*Trecho do texto*.
:::

21 anos de meta de resultado primário
Meta de resultado primário foi mudada em 57% dos anos de sua vigência, isto é, em 12 de 21 anos desde aprovação da LRF, em 2000. Desde 2016, foco da discussão fiscal já se deslocou para tamanho do gasto público, mas governo ainda não fez mudança formal da meta fiscal da LRF.
No ano passado o governo brasileiro completou 21 anos de meta de resultado primário. Relembrando, a Lei de Responsabilidade Fiscal (LRF) foi aprovada em 2000, no âmbito de um acordo com o FMI, e entrou em vigor em 2001, no final do governo Fernando Henrique Cardoso (FHC).
Uma das determinações da LRF é que o governo tenha meta de resultado primário, fixada com um ano de antecedência do exercício fiscal, e ajuste seu orçamento, em tempo real, caso o cenário macroeconômico indique que a meta corre risco de não ser cumprida.
Pois bem, 21 anos depois de seu início, qual foi o desempenho do Tesouro Nacional no cumprimento das metas de resultado primário fixadas com um ano de antecedência? Houve mudança de meta em 12 dos 21 anos de vigência da LRF!
A tabela abaixo resume as informações, mas antes de prosseguir cabe destacar que, em 2003, a meta foi mudada para mais, logo podemos considerar o episódio como cumprimento da meta. Em compensação, em 2012, a meta foi cumprida via uma série de operações não recorrentes (de adiamento de despesa e antecipação de receita), o que abalou a credibilidade do governo e serviu de pretexto para iniciar o impeachment da Presidenta Dilma Rousseff, quatro anos depois. Creio que um ano compensa o outro e, por isso, considero que a meta de resultado primário foi mudada em 57% do tempo de vigência da LRF (12 de 21 anos).
Tabela 1: cumprimento da meta de resultado primário fixada com um ano de antecedência.
Fonte: elaboração do autor com base em notícias da imprensa e informes do Tesouro Nacional e Congresso.

:::

*Registros fornecidos*.
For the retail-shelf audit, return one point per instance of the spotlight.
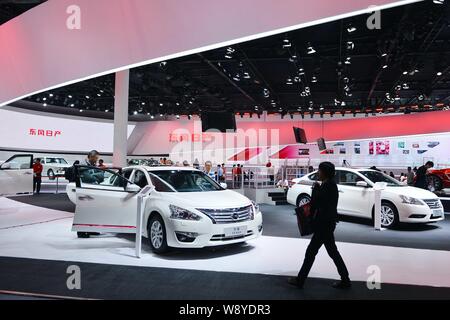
(310, 49)
(286, 43)
(351, 28)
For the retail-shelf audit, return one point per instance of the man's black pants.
(323, 236)
(37, 185)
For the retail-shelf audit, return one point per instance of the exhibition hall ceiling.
(342, 66)
(9, 9)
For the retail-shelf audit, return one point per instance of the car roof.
(352, 169)
(162, 168)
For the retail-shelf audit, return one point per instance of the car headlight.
(411, 200)
(255, 208)
(182, 214)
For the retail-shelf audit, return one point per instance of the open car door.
(16, 175)
(105, 201)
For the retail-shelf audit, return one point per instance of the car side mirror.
(132, 188)
(362, 184)
(6, 165)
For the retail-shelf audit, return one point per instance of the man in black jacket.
(324, 200)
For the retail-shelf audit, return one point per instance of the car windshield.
(187, 181)
(376, 176)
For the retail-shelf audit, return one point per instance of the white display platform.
(50, 238)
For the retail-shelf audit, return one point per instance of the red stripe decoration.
(104, 226)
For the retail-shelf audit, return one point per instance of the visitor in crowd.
(224, 172)
(421, 175)
(324, 200)
(92, 176)
(220, 176)
(208, 170)
(101, 164)
(409, 177)
(283, 184)
(92, 158)
(37, 176)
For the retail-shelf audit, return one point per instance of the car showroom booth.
(211, 119)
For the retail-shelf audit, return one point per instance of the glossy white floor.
(32, 232)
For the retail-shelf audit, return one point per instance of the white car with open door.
(54, 167)
(16, 175)
(186, 208)
(400, 203)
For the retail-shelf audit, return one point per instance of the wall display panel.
(45, 132)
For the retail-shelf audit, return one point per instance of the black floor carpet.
(99, 281)
(53, 201)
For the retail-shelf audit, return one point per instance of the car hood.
(209, 200)
(412, 192)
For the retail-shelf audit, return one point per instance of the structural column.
(121, 118)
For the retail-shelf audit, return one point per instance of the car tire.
(157, 235)
(303, 198)
(83, 235)
(389, 215)
(51, 174)
(434, 183)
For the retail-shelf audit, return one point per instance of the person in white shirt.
(209, 171)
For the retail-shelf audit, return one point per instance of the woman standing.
(324, 201)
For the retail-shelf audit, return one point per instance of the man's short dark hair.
(328, 169)
(93, 153)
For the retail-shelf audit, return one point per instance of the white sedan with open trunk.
(186, 208)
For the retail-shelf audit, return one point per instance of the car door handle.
(83, 198)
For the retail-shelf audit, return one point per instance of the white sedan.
(186, 208)
(400, 203)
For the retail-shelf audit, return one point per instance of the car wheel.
(434, 183)
(303, 199)
(389, 215)
(83, 235)
(157, 235)
(51, 174)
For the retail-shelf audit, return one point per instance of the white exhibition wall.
(384, 141)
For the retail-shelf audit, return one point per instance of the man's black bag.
(304, 219)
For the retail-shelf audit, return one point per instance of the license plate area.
(235, 232)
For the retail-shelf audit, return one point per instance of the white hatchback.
(186, 208)
(400, 203)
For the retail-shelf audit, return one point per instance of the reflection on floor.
(48, 237)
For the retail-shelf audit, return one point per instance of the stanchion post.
(141, 199)
(378, 187)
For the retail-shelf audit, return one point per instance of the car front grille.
(222, 237)
(232, 215)
(433, 203)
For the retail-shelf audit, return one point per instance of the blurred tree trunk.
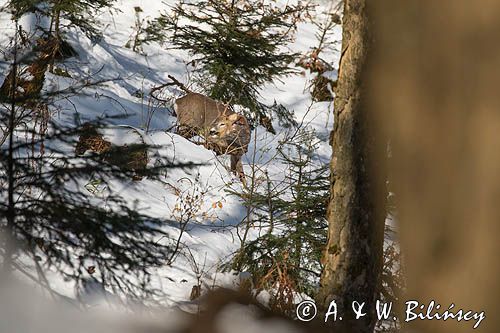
(353, 257)
(435, 78)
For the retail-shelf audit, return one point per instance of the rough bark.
(352, 259)
(434, 85)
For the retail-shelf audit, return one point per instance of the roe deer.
(224, 131)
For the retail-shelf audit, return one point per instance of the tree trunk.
(435, 77)
(353, 256)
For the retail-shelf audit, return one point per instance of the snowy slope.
(212, 238)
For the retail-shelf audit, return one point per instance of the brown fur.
(224, 131)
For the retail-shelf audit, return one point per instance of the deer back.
(199, 112)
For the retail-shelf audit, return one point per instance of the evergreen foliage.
(237, 46)
(286, 259)
(64, 13)
(58, 208)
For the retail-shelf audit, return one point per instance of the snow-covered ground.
(212, 237)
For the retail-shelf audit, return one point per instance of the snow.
(212, 238)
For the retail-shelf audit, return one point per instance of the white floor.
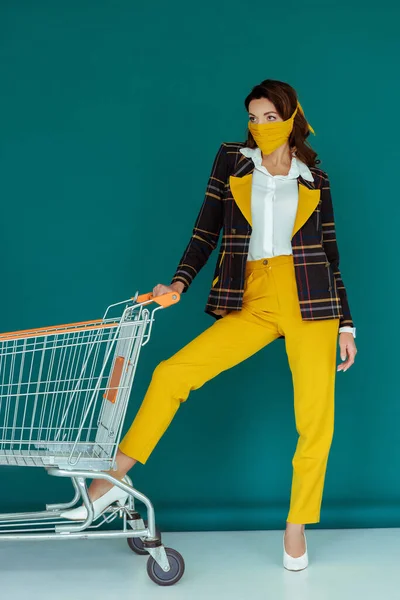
(352, 564)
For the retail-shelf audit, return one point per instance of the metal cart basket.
(64, 392)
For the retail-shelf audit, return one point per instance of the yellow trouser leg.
(311, 347)
(226, 343)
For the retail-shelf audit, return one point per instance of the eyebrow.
(267, 113)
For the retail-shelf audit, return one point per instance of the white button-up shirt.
(274, 201)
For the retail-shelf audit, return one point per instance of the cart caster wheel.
(136, 544)
(170, 577)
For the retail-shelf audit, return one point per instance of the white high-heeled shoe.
(115, 494)
(295, 564)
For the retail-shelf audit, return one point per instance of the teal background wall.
(104, 106)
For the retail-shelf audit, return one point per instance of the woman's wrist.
(177, 286)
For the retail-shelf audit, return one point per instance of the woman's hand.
(348, 350)
(160, 289)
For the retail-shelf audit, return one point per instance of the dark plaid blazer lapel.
(227, 207)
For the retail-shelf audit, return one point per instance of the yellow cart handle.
(164, 300)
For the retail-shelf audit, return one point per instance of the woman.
(277, 276)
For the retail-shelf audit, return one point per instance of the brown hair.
(284, 98)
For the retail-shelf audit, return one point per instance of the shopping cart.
(64, 392)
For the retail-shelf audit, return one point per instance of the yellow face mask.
(269, 136)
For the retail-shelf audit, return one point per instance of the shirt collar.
(297, 166)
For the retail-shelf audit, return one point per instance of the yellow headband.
(302, 111)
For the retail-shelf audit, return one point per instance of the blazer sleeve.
(331, 249)
(207, 227)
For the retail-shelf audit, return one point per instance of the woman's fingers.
(348, 351)
(160, 289)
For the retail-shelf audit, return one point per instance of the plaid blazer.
(227, 206)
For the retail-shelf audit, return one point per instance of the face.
(263, 110)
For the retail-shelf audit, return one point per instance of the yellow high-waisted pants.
(270, 308)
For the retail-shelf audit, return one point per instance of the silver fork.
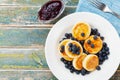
(103, 7)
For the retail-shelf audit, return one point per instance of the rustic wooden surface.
(21, 34)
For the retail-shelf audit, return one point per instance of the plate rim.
(52, 29)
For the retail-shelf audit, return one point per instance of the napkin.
(85, 6)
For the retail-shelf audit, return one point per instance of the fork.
(102, 7)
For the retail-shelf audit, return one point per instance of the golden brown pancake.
(64, 55)
(77, 62)
(81, 31)
(71, 54)
(97, 44)
(90, 62)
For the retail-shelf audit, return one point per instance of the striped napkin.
(85, 6)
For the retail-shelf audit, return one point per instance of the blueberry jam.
(102, 54)
(50, 10)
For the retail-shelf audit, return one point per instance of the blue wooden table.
(22, 35)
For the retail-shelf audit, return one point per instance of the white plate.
(108, 68)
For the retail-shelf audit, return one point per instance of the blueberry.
(106, 57)
(98, 34)
(69, 63)
(107, 48)
(82, 42)
(102, 37)
(101, 58)
(92, 45)
(72, 38)
(71, 70)
(100, 53)
(104, 54)
(61, 50)
(66, 65)
(78, 53)
(95, 37)
(104, 44)
(89, 41)
(74, 51)
(65, 62)
(107, 52)
(62, 47)
(64, 38)
(101, 62)
(98, 68)
(95, 30)
(70, 34)
(78, 48)
(62, 59)
(70, 44)
(70, 49)
(83, 34)
(87, 72)
(67, 35)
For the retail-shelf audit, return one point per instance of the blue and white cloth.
(85, 6)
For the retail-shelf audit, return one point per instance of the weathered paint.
(24, 15)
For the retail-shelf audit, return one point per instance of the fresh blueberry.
(107, 48)
(82, 42)
(71, 70)
(89, 41)
(95, 30)
(87, 72)
(92, 45)
(67, 35)
(72, 38)
(61, 50)
(107, 52)
(101, 58)
(70, 44)
(95, 37)
(78, 52)
(78, 48)
(104, 54)
(102, 37)
(66, 65)
(70, 34)
(62, 47)
(83, 34)
(106, 57)
(98, 68)
(98, 34)
(70, 49)
(64, 38)
(62, 59)
(101, 62)
(69, 63)
(65, 62)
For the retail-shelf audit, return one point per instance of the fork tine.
(97, 4)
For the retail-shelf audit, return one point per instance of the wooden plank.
(23, 37)
(24, 15)
(33, 2)
(27, 75)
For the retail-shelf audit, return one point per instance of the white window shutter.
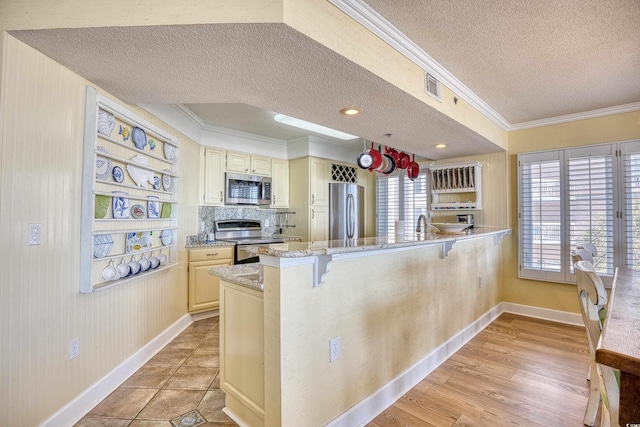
(540, 216)
(631, 204)
(590, 202)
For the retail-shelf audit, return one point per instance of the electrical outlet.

:::

*Instrução*. Transcreva sem nenhuma alteração o trecho do texto acima sobre a meta de resultado primário que começa nas palavras "No ano passado" e termina depois de "não ser cumprida.".

*Resposta ao exercício*.
No ano passado o governo brasileiro completou 21 anos de meta de resultado primário. Relembrando, a Lei de Responsabilidade Fiscal (LRF) foi aprovada em 2000, no âmbito de um acordo com o FMI, e entrou em vigor em 2001, no final do governo Fernando Henrique Cardoso (FHC).
Uma das determinações da LRF é que o governo tenha meta de resultado primário, fixada com um ano de antecedência do exercício fiscal, e ajuste seu orçamento, em tempo real, caso o cenário macroeconômico indique que a meta corre risco de não ser cumprida.